(RECORDS begins)
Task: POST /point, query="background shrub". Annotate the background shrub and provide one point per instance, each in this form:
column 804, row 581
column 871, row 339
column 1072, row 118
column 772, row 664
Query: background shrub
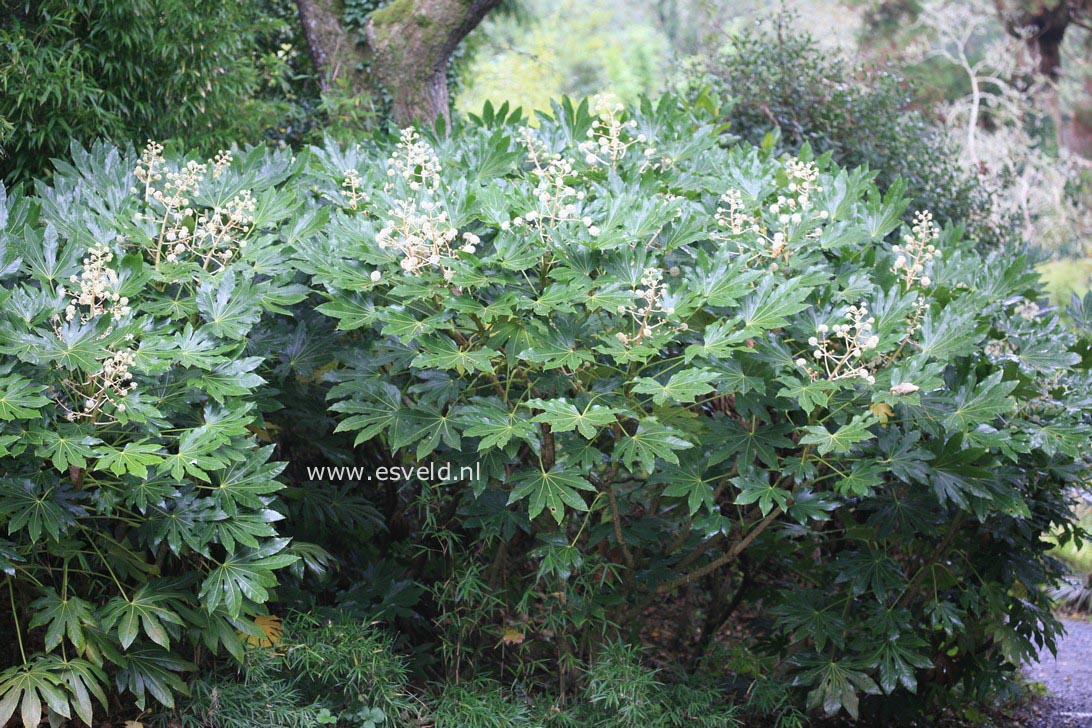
column 131, row 71
column 725, row 384
column 775, row 78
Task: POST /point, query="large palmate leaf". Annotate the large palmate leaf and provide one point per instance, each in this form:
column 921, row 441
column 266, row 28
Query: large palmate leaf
column 20, row 398
column 649, row 442
column 550, row 490
column 245, row 577
column 564, row 416
column 683, row 386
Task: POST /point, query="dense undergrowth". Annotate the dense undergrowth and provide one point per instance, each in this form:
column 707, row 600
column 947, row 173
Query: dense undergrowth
column 675, row 372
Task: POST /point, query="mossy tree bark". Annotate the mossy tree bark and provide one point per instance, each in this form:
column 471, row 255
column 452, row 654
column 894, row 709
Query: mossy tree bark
column 1042, row 24
column 405, row 49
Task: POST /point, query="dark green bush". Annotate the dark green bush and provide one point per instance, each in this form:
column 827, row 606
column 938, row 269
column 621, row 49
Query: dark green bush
column 775, row 79
column 131, row 71
column 720, row 383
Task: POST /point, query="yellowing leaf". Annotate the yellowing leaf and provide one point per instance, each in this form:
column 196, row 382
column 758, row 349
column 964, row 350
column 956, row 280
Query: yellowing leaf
column 271, row 625
column 512, row 636
column 882, row 412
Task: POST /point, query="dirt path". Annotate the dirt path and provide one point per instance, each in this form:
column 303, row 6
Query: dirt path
column 1068, row 679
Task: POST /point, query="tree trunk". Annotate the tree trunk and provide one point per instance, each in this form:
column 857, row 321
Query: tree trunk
column 1042, row 25
column 332, row 47
column 406, row 49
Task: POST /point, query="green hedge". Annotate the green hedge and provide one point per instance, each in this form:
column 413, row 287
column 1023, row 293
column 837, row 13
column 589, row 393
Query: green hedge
column 685, row 370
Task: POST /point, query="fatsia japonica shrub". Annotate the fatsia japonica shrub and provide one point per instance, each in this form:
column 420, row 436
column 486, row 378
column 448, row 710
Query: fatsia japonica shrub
column 662, row 368
column 137, row 532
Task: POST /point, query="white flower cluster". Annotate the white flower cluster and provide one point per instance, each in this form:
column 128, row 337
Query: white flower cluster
column 217, row 234
column 95, row 289
column 649, row 312
column 999, row 347
column 415, row 162
column 557, row 200
column 607, row 142
column 351, row 187
column 792, row 207
column 1028, row 310
column 423, row 234
column 108, row 385
column 841, row 354
column 735, row 218
column 917, row 250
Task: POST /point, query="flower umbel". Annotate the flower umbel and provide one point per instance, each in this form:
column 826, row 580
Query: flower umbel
column 842, row 354
column 96, row 288
column 107, row 386
column 917, row 250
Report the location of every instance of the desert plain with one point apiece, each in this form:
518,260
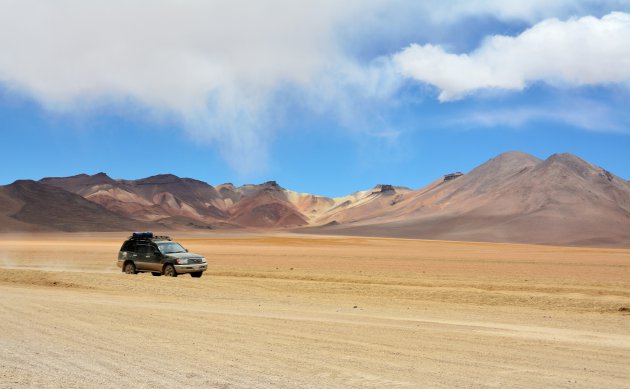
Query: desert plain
288,310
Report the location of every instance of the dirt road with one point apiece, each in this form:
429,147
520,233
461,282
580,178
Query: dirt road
289,311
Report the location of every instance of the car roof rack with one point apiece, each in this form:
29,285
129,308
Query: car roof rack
148,235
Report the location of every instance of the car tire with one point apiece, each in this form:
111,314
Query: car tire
130,268
169,271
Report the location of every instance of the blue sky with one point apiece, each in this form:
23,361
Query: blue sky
323,98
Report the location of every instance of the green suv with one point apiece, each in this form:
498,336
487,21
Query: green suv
144,252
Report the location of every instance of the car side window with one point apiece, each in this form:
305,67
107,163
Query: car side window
144,249
129,245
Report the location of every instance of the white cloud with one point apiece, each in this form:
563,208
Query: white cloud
217,67
214,65
588,115
576,52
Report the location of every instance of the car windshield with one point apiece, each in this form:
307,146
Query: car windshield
170,248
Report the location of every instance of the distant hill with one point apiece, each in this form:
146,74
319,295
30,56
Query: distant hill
514,197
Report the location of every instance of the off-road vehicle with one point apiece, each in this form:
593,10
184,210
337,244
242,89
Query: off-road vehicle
145,252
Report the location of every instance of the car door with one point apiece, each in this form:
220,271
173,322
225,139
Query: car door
148,258
143,258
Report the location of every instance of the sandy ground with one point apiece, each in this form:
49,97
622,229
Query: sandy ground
313,311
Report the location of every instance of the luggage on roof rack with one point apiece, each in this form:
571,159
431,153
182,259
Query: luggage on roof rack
142,235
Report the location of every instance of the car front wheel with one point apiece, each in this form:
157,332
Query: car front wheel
169,271
130,268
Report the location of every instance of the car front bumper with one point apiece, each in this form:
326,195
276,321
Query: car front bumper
192,268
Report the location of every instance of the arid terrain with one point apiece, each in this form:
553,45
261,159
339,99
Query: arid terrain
318,311
512,198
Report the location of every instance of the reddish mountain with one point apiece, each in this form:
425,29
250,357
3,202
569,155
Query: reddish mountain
514,197
511,198
30,205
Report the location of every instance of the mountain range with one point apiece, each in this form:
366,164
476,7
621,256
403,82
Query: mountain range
514,197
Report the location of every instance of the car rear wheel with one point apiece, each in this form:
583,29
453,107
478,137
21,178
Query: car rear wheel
169,271
130,268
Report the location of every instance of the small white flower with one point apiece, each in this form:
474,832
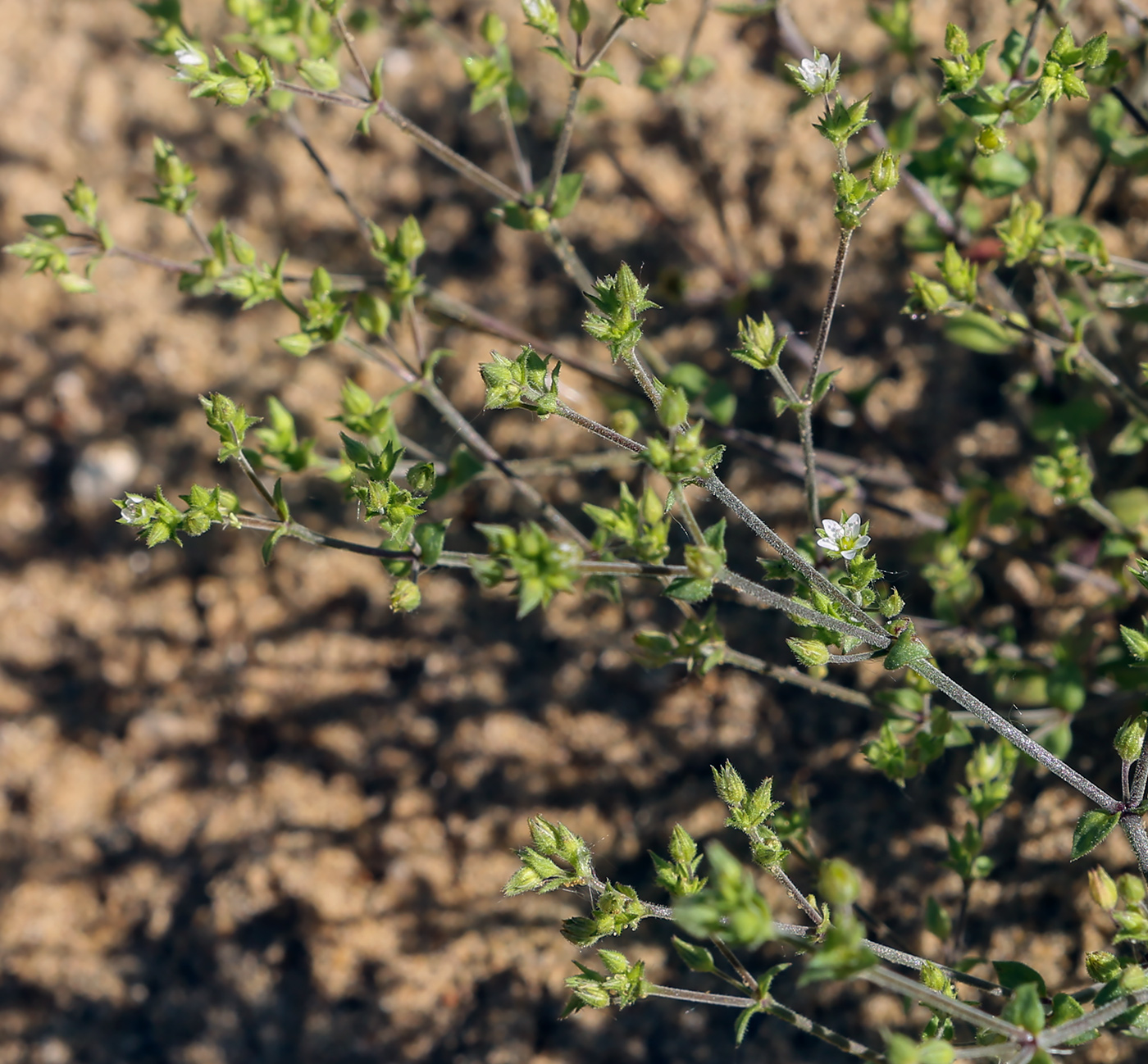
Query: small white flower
818,76
134,508
189,57
844,539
(RECORDS ends)
## WHAT NEEDS TO BE DONE:
Quote the entries in full. Any image among them is to be omitted from the copy.

## ANSWER SPACE:
Task: POST /point, query="background shrub". Annotate the background shrub and provide one point per instance, each in this form:
column 804, row 581
column 871, row 339
column 1072, row 118
column 772, row 664
Query: background shrub
column 131, row 71
column 725, row 384
column 775, row 78
Task: POST /point, query="large palmate leaf". Annotate the large palmate leaf and provide one point per instance, each in this form:
column 921, row 441
column 266, row 28
Query: large palmate leaf
column 20, row 398
column 649, row 442
column 550, row 490
column 245, row 577
column 564, row 416
column 683, row 386
Task: POST /point, query="dense undergrowth". Annotate the dense undergrowth and provide one point per instance, each in this form:
column 707, row 600
column 947, row 173
Query: dense undergrowth
column 675, row 372
Task: POST /point, query="mossy tree bark". Annotate the mossy tree bark and provide one point per instance, each in this form:
column 471, row 255
column 452, row 654
column 894, row 709
Query: mossy tree bark
column 1042, row 24
column 405, row 49
Task: POST /point, query="dark green bush". Annotate the dark green bush and provide one point per instance, each in this form:
column 827, row 606
column 938, row 269
column 621, row 49
Query: dark green bush
column 775, row 79
column 131, row 71
column 720, row 383
Task: POST /point, query="yellowing leaf". Annotate the yellowing leaf and provide one point per instance, each in this form:
column 196, row 382
column 758, row 349
column 964, row 350
column 956, row 280
Query: yellowing leaf
column 271, row 625
column 512, row 636
column 882, row 412
Task: POST /point, query="dirt path". Annotate the dirt path and provide one point per instance, each in this form:
column 303, row 6
Query: dirt path
column 1068, row 679
Task: POST /point, query="tree trunk". Annotate the tree trunk and provide one point per instance, each in this form:
column 857, row 321
Query: tree trunk
column 1042, row 25
column 332, row 47
column 406, row 49
Task: POST /point, query="green hedge". Annotate the green hedge and provide one point per instance, each in this form:
column 413, row 287
column 1023, row 293
column 837, row 13
column 589, row 393
Query: green hedge
column 685, row 370
Task: POST /point, query="fatsia japonica shrub". Annotate the fatsia japonica shrub and provide one point per instance, each in this form:
column 420, row 436
column 486, row 378
column 448, row 710
Query: fatsia japonica shrub
column 662, row 368
column 137, row 532
Task: POST /point, query="white flower cluster". Annotate the white flower cluster and provide one point per instance, each in this form:
column 128, row 337
Query: white flower cluster
column 217, row 234
column 95, row 289
column 649, row 312
column 999, row 347
column 415, row 162
column 557, row 200
column 607, row 142
column 351, row 187
column 792, row 207
column 1028, row 310
column 423, row 234
column 108, row 385
column 841, row 354
column 735, row 218
column 917, row 250
Task: POST /point, query="flower umbel". Annotate the flower umbel and provide one point per instance, each in this form:
column 826, row 580
Query: flower umbel
column 842, row 354
column 96, row 288
column 107, row 386
column 917, row 250
Report the location of every instance of the desert plain with one point apiece, each in this form:
518,260
Query: desert plain
288,310
Report the location of every instance of the dirt road with one point apiece, each in this form:
429,147
520,233
461,282
580,178
Query: dirt road
289,311
Report the location of every instance of the car roof rack with one point apiece, each in this form:
29,285
129,308
Query: car roof rack
148,235
Report the location of every instance of the car tire with one point apiece, each in this form:
111,314
Query: car tire
130,268
169,271
Report the location of every instance of the blue sky with one point apiece, each in this form:
23,361
Query: blue sky
323,98
Report the location of every instance of the green suv with one point apiece, each in this form:
498,336
487,21
Query: green suv
144,252
Report the location of every instance of the car side window with one point apiece, each in this form:
305,67
107,163
Query: car side window
144,249
129,245
Report the location of every instance of the white cloud with one point apiece, each in this form:
563,208
Query: white cloud
217,67
214,65
588,115
576,52
Report the location of every instance of the car windshield with one point apiece, each in this form:
307,146
Query: car windshield
170,248
Report the location of every instance of the distant hill with one point apiece, each in this form:
146,74
319,295
30,56
Query: distant hill
514,197
Report the location of every instance of the off-road vehicle with one point apiece, each in this form:
593,10
184,210
337,244
242,89
Query: off-road vehicle
145,252
Report the location of every instance of the car door with one point apiece, each in this form:
220,271
173,322
225,139
Query: car door
148,258
143,258
Report the location of every instance of the sandy ground with one point apiece, each in this form:
49,97
622,229
Query: sandy ground
313,311
Report the location of every instance of the luggage on roof rack with one point apiece, each in this form:
571,159
431,153
182,259
Query: luggage on roof rack
142,235
Report the location of every instance of the car front wheel with one point apiece, each in this form:
157,332
Query: car front wheel
169,271
130,268
Report the location of every instance of the car front bumper with one point apiece, each in this form:
326,195
276,321
Query: car front bumper
192,268
Report the location of every instance of the arid terrain with one point apiece, each in this form:
553,45
261,159
339,99
Query: arid terrain
318,311
512,198
Report the location of every instance of the reddish mountain with one point apiece, each in this form:
425,29
250,357
3,202
569,155
Query: reddish mountain
514,197
511,198
30,205
Report the location of every instance of the mountain range with one point apiece, each in this form:
366,164
476,7
621,256
403,82
Query: mountain range
514,197
Report the location of every instance of the car rear wheel with one point apiece, each in this form:
583,29
453,107
478,137
21,178
Query: car rear wheel
169,271
130,268
Report the location of every instance of the small white flower with one point apiece, each in this form:
474,832
Query: small white flower
818,76
134,508
189,57
844,539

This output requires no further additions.